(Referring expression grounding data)
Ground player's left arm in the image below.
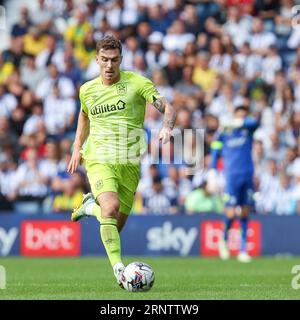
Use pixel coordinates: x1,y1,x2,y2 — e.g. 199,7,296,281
138,75,176,144
243,117,260,131
152,97,177,144
223,117,259,131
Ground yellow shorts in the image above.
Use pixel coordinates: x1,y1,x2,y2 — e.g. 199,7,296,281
84,160,140,215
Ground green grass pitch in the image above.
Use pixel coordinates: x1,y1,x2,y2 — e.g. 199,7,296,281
0,257,300,300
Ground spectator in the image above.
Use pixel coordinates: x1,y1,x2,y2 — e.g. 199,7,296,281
174,65,202,100
275,0,293,40
207,82,242,123
2,37,25,69
11,6,31,38
23,26,48,57
145,32,169,71
261,46,282,85
256,158,281,214
132,53,148,76
0,84,18,118
0,117,18,148
64,6,93,50
163,19,195,52
253,139,268,177
40,140,61,181
20,54,47,91
21,101,44,136
0,52,15,85
151,69,174,102
192,52,217,92
43,83,76,137
185,180,223,214
234,42,263,80
147,4,171,34
209,37,232,73
223,6,250,49
0,154,17,210
13,147,49,213
136,22,151,53
181,4,203,36
273,174,297,215
122,36,142,71
142,175,178,215
74,30,97,70
264,132,286,164
53,178,83,213
30,0,53,33
106,0,138,30
163,166,192,208
36,63,75,100
36,34,64,71
162,51,183,86
61,56,82,88
249,17,277,55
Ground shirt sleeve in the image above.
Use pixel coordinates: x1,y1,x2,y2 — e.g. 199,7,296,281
79,85,88,114
243,117,259,132
210,132,224,169
138,75,162,104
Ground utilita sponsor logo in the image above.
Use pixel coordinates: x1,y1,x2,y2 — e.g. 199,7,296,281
200,220,261,256
146,222,198,256
21,221,81,256
90,100,126,116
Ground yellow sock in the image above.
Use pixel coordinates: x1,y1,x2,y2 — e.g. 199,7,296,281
100,218,122,267
86,202,122,267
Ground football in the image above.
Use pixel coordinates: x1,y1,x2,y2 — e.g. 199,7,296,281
122,262,155,292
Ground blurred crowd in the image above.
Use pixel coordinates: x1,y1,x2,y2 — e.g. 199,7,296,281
0,0,300,215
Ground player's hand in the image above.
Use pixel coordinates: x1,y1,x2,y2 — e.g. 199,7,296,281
220,118,243,131
159,127,172,144
219,119,232,131
67,148,82,174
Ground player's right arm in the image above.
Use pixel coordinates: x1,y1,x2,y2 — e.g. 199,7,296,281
67,86,90,174
67,111,90,174
210,138,223,170
207,135,223,193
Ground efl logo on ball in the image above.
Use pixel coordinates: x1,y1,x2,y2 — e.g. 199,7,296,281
20,221,81,256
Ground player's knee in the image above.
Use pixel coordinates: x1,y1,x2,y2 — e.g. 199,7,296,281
241,206,250,218
225,207,236,219
101,202,120,219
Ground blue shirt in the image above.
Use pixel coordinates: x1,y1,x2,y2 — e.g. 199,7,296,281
210,118,259,177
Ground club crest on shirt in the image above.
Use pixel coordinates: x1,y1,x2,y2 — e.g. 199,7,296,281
116,83,127,95
95,179,103,190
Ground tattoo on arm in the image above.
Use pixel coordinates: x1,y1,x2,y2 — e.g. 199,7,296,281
153,97,176,129
163,110,176,130
153,97,166,113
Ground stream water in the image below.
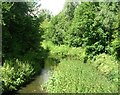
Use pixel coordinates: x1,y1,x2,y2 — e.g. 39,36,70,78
17,58,58,93
17,69,49,93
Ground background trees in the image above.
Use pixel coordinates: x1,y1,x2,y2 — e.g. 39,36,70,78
42,2,78,45
43,2,120,59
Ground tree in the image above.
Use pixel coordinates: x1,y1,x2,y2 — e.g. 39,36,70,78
2,2,43,61
43,2,78,45
65,2,96,47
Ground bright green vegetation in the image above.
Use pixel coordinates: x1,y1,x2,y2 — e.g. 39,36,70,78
1,60,36,91
43,2,120,59
41,2,119,93
91,53,119,85
43,59,117,93
41,41,119,93
1,1,120,93
42,40,85,60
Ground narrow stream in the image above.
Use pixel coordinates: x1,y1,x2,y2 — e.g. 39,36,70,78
17,58,58,93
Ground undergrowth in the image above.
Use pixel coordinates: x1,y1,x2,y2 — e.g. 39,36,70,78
42,59,118,93
42,41,119,93
1,59,40,92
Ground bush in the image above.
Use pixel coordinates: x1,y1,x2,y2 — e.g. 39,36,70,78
1,59,36,92
42,41,85,60
91,53,119,84
112,38,120,59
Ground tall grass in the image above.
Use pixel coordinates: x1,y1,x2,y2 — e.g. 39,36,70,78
42,59,118,93
42,41,119,93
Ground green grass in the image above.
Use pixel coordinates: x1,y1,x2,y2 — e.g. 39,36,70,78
41,41,119,93
42,59,118,93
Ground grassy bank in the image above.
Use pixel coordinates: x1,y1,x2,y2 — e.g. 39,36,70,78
42,59,117,93
1,59,41,92
42,41,119,93
1,48,47,92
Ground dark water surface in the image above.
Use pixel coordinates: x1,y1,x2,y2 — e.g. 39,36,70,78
17,58,58,93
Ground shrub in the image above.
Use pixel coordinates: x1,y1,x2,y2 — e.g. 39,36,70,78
91,53,119,84
42,41,85,60
1,59,35,92
112,38,120,59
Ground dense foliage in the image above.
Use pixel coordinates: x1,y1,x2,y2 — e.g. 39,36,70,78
41,2,119,93
2,1,120,93
2,2,43,60
43,2,120,59
42,2,78,45
1,2,46,92
42,41,119,92
91,53,119,85
1,59,36,91
42,59,117,93
42,41,85,60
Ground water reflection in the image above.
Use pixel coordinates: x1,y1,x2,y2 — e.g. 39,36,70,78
17,58,59,93
18,69,49,93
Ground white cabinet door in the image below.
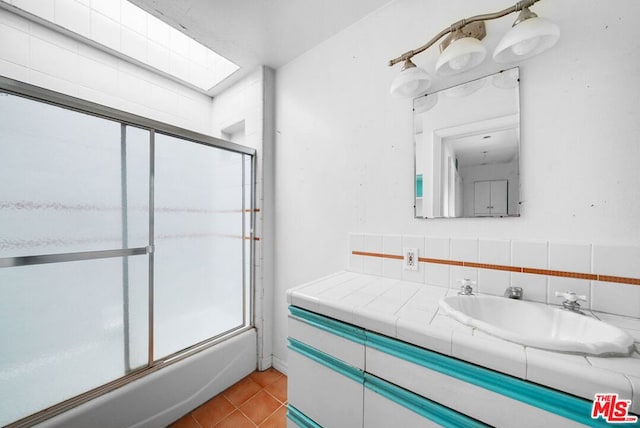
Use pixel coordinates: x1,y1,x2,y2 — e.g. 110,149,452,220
288,350,364,428
287,311,366,428
474,180,507,217
490,179,508,215
473,181,492,216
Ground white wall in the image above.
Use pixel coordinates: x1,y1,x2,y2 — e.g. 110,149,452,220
0,4,212,133
273,0,640,366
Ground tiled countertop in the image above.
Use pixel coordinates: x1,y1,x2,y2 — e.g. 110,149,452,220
286,271,640,414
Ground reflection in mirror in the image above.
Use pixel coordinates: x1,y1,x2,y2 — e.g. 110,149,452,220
414,68,520,219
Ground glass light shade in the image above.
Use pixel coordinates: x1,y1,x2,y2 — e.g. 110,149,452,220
390,66,432,98
435,37,487,76
493,16,560,63
413,92,439,114
442,78,485,98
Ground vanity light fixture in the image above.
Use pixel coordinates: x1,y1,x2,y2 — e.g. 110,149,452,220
390,59,432,98
389,0,559,98
493,7,560,63
435,22,487,76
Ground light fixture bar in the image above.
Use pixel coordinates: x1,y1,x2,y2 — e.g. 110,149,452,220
438,22,486,53
388,0,541,67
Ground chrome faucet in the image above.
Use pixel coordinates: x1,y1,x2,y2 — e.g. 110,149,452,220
555,291,587,314
458,279,475,296
504,286,523,299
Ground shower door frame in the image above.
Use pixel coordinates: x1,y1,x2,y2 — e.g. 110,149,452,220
0,76,257,428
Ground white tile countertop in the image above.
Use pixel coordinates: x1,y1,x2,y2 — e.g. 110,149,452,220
286,271,640,414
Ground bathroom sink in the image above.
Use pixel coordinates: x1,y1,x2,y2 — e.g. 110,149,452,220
439,295,635,356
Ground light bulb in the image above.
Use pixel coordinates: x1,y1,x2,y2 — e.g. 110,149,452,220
390,63,432,97
403,80,420,92
436,36,486,76
510,38,540,56
448,53,471,71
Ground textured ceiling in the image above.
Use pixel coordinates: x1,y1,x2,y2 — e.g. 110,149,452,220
129,0,394,94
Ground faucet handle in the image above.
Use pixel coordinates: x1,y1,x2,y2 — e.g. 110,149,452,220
458,278,476,295
554,291,587,302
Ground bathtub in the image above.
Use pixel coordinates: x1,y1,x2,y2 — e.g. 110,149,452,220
37,329,257,428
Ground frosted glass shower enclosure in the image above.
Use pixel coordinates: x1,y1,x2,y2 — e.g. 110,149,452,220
0,78,255,427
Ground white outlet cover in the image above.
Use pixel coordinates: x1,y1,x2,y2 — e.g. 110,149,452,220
403,248,419,271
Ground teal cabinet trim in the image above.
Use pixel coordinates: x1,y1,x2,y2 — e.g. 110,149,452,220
287,404,322,428
288,305,633,427
289,305,366,344
288,337,365,384
366,331,610,427
365,373,490,428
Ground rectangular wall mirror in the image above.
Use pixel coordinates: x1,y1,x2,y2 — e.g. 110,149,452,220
414,68,520,219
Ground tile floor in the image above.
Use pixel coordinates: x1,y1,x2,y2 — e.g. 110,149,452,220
169,368,287,428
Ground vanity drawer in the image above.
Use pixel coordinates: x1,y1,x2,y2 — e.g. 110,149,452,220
365,332,591,428
364,373,488,428
288,306,365,370
287,341,364,428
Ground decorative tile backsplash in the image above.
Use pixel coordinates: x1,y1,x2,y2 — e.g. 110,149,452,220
348,234,640,319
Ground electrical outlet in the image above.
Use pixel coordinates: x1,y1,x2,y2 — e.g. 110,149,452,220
403,248,419,271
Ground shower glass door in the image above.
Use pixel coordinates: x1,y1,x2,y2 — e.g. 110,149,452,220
0,93,150,425
153,134,248,359
0,83,254,427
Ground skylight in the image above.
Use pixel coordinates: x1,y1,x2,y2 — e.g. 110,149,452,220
7,0,239,92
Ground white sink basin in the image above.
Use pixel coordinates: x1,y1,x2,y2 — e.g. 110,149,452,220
439,295,635,356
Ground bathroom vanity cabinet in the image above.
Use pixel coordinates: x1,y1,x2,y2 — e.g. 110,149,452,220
286,272,640,428
287,307,488,428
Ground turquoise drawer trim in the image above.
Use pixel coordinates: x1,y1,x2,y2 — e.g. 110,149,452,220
286,404,322,428
364,373,490,428
289,305,366,344
366,331,612,427
288,337,365,384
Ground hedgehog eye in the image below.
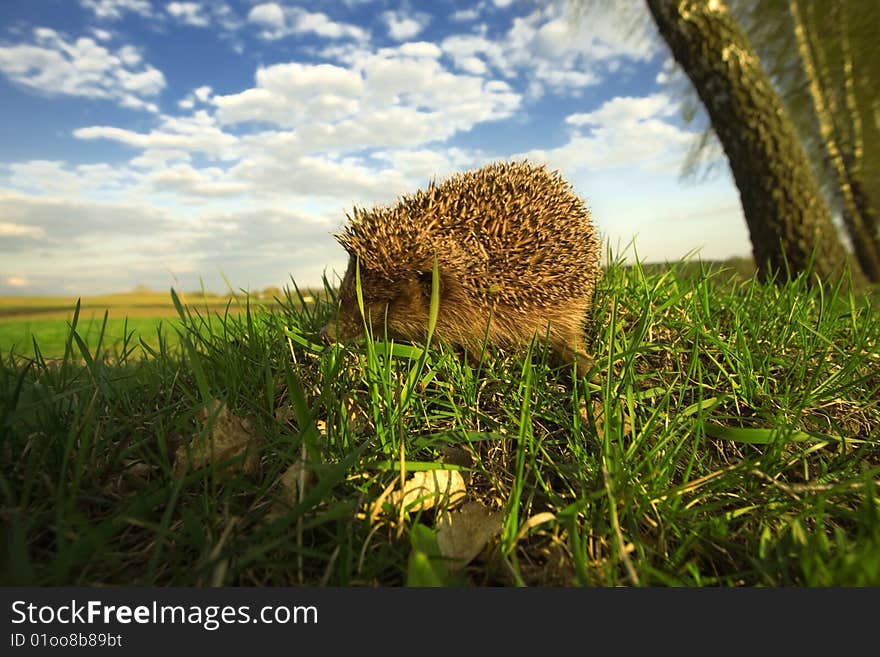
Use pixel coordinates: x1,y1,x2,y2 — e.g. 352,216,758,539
417,270,440,299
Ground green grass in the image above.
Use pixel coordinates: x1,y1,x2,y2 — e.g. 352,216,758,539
0,288,302,358
0,315,176,358
1,258,878,586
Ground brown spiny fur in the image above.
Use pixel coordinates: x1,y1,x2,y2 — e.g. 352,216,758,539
321,160,601,375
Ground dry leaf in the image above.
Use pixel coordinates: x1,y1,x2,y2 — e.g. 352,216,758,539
513,512,556,544
385,469,466,514
268,458,312,518
174,399,260,476
271,418,322,513
435,501,503,569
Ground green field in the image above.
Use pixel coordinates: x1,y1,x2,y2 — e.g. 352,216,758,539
0,315,172,357
0,289,300,358
1,261,878,586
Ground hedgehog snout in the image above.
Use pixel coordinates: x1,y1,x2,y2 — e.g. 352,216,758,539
320,307,364,344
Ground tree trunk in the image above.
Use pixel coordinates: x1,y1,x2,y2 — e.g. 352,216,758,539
645,0,858,283
792,0,880,282
834,2,880,282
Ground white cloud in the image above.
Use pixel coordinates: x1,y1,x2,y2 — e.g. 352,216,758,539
535,68,597,90
75,111,239,159
80,0,153,20
67,37,520,222
247,4,367,42
166,2,209,27
441,34,504,76
130,149,191,169
161,1,243,33
247,3,285,29
3,275,29,288
0,27,164,111
210,43,518,153
116,44,142,66
451,8,481,22
178,84,213,109
6,160,86,197
193,85,212,102
118,67,164,95
566,94,676,127
238,154,407,200
157,2,244,46
208,3,243,35
167,207,348,294
0,182,349,294
0,222,46,239
442,1,657,96
184,208,334,262
148,163,249,198
296,9,366,40
455,55,487,75
396,42,442,59
5,160,149,200
381,10,430,41
91,28,114,41
0,189,172,246
521,94,691,174
213,62,363,126
0,189,191,295
371,147,477,182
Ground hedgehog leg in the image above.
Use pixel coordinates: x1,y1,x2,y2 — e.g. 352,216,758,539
551,332,594,379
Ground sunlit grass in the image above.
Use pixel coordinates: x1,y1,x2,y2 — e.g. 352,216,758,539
1,256,878,586
0,316,176,358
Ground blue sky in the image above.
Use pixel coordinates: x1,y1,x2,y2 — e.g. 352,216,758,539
0,0,749,296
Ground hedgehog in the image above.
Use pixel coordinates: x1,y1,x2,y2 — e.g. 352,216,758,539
320,160,602,376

#### [Instructions for the task]
Each line in the data that holds the string "trim" needs to be copied.

#### [Reply to the task]
Ground teal cabinet trim in the image above.
Ground turquoise drawer trim in the image above.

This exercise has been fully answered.